┌─ Text for analysis

This resource about the uneven impacts of climate change includes a lesson plan, a podcast, a water cycle game, discussion questions, and a resilience investigation activity.
Students will learn that different parts of the world will experience different climate impacts. Some places will have extreme weather, while others will experience severe drought. These changes will impact water security, create dangerous heat and humidity situations, and change the spread of diseases such as malaria.
Teaching Tips
Positives
This resource includes a variety of well-designed components that will appeal to many learning styles.
The podcast includes a time-stamped transcript.
Additional Prerequisites
Students should be familiar with the water cycle.
Differentiation
Economics classes could use this resource to discuss the financial effects of climate change.
Social studies and geography classes use this lesson in a discussion about the unequal effects of climate change on the Global South.
Other resources on this topic include this library of images on the impacts of climate change, this lesson plan and activity on what causes droughts, and this lesson on how climate change impacts youth in the United States.
Scientist Notes
A transcript and educator guide, along with additional resource links, are provided. In the podcast, an MIT expert is interviewed and discusses local and regional climate impacts with a focus on heatwaves and the resulting health impacts. Emission scenarios are presented and the likely range of impact is discussed. This resource is recommended for teaching.
Standards
English Language Arts
Reading: Science & Technical Subjects (6-12)
11-12.RST.9 Synthesize information from a range of sources into a coherent understanding of a process, phenomenon, or concept, resolving conflicting information when possible.
Speaking & Listening (K-12)

└─

▸ **Exercise set**
**a.** Answer these questions about the climate change teaching resource:
(i) What should students already be familiar with?
(ii) Who is interviewed in the podcast?
(iii) What does the podcast include, according to the list of positives?
**b.** Edit the climate change teaching resource from "The podcast includes" up to and including "the United States.", replacing "Economics" with "Business".
**c.** Pick up the climate change teaching resource where it stops and continue it.

┌─ Given entries

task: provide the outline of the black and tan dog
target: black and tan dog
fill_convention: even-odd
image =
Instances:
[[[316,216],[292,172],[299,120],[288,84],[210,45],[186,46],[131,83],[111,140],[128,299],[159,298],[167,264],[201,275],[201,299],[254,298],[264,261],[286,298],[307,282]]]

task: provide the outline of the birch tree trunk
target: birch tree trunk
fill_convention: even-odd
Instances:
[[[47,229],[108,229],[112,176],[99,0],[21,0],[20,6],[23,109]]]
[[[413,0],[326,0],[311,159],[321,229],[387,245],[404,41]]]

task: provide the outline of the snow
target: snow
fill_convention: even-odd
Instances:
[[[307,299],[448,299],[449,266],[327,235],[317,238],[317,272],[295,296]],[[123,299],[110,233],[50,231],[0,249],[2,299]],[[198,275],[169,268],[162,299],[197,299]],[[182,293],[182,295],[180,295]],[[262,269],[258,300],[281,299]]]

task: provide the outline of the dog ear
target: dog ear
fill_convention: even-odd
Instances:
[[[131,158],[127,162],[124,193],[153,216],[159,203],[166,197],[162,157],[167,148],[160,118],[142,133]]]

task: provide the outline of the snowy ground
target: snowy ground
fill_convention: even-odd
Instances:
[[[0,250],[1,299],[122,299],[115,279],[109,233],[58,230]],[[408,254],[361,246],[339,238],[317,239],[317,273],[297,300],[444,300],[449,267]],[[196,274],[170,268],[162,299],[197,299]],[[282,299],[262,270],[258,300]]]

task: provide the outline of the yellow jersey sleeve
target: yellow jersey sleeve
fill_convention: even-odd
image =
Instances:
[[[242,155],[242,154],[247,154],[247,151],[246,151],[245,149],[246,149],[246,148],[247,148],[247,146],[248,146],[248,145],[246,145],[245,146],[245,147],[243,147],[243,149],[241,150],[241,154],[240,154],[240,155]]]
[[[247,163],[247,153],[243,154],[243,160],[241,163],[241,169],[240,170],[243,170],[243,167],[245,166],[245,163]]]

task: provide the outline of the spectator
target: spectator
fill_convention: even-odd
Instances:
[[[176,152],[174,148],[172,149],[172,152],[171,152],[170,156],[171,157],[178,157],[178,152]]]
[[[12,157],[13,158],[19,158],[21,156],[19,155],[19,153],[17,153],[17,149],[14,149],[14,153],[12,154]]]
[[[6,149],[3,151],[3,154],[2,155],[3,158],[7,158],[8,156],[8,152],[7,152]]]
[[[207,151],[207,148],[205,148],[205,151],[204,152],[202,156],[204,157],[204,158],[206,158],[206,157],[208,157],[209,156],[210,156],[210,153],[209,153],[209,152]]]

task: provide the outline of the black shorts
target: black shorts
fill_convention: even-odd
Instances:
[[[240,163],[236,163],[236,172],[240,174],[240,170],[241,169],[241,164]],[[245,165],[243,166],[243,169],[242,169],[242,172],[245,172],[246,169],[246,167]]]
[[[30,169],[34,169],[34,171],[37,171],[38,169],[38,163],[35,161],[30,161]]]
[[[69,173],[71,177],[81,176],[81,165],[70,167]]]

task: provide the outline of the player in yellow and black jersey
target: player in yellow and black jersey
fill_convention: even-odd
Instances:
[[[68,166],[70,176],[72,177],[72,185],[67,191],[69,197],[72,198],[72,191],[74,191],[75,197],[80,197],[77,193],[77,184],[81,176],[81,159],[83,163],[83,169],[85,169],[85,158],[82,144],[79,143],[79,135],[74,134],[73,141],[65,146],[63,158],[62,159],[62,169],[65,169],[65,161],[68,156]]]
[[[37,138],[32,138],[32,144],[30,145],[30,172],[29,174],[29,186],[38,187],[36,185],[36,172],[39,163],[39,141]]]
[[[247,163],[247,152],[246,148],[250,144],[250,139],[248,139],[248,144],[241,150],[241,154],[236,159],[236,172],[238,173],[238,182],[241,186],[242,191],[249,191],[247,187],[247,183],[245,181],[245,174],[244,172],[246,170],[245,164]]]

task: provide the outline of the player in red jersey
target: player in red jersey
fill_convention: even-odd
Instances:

└─
┌─ Given entries

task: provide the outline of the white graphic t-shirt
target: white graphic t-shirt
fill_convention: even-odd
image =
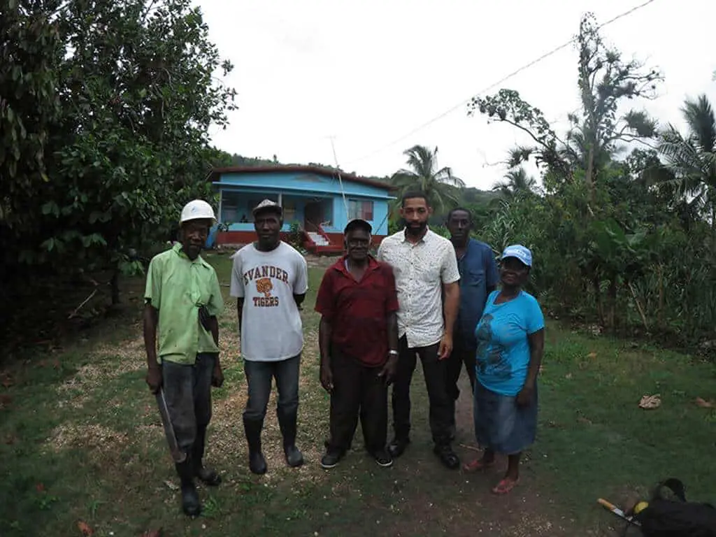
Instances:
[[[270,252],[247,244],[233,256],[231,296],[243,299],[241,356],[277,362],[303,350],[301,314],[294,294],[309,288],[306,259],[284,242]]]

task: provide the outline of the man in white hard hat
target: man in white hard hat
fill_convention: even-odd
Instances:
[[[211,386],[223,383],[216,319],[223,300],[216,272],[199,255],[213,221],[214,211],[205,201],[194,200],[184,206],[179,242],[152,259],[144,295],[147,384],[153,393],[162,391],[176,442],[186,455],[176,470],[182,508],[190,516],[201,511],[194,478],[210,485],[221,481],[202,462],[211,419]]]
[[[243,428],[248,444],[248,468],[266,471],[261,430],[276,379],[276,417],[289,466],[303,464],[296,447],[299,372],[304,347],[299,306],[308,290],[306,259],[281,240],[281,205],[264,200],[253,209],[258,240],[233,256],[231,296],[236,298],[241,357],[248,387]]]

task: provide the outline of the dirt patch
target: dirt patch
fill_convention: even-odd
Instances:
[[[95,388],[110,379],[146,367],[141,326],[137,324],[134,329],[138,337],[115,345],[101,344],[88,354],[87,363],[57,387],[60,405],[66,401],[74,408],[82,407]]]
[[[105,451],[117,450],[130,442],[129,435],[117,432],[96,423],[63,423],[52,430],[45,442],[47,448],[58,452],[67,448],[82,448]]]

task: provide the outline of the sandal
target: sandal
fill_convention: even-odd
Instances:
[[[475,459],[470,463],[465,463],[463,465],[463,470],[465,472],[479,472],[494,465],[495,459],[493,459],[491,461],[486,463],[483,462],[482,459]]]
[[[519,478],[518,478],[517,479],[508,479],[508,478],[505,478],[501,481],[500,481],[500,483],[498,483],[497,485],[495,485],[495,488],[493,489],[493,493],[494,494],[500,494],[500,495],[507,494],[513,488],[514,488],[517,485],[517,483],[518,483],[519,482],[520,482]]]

└─

▸ **Solved problems**
**a.**
(i) The water cycle.
(ii) An MIT expert.
(iii) A time-stamped transcript.

**b.**
The podcast includes a time-stamped transcript.
Additional Prerequisites
Students should be familiar with the water cycle.
Differentiation
Business classes could use this resource to discuss the financial effects of climate change.
Social studies and geography classes use this lesson in a discussion about the unequal effects of climate change on the Global South.
Other resources on this topic include this library of images on the impacts of climate change, this lesson plan and activity on what causes droughts, and this lesson on how climate change impacts youth in the United States.

**c.**
11-12.SL.3 Evaluate a speaker's point of view, perspective, reasoning, and use of evidence and rhetoric, assessing the stance, premises, links among ideas, word choice, points of emphasis, and tone used.
Science
ESS2: Earth's Systems
HS.ESS2.2 Analyze geoscience data to make the claim that one change to Earth’s surface can create feedbacks that cause changes to other Earth systems.
HS.ESS2.4 Use a model to describe how variations in the flow of energy into and out of Earth’s systems result in changes in climate.
ESS3: Earth and Human Activity
HS.ESS3.5 Analyze geoscience data and the results from global climate models to make an evidence-based forecast of the current rate of global or regional climate change and associated future impacts to Earth’s systems.
HS.ESS3.6 Use a computational representation to illustrate the relationships among Earth systems and how those relationships are being modified due to human activity (i.e., climate change).
Social Sciences
Geography (K-12)
HS.44 Assess how changes in the environmental and cultural characteristics of a place or region influence spatial patterns of trade, land use, and issues of sustainability.
HS.48 Determine the influence of long-term climate change and variability on human migration, settlement patterns, resource use, and land uses at local-to-global scales.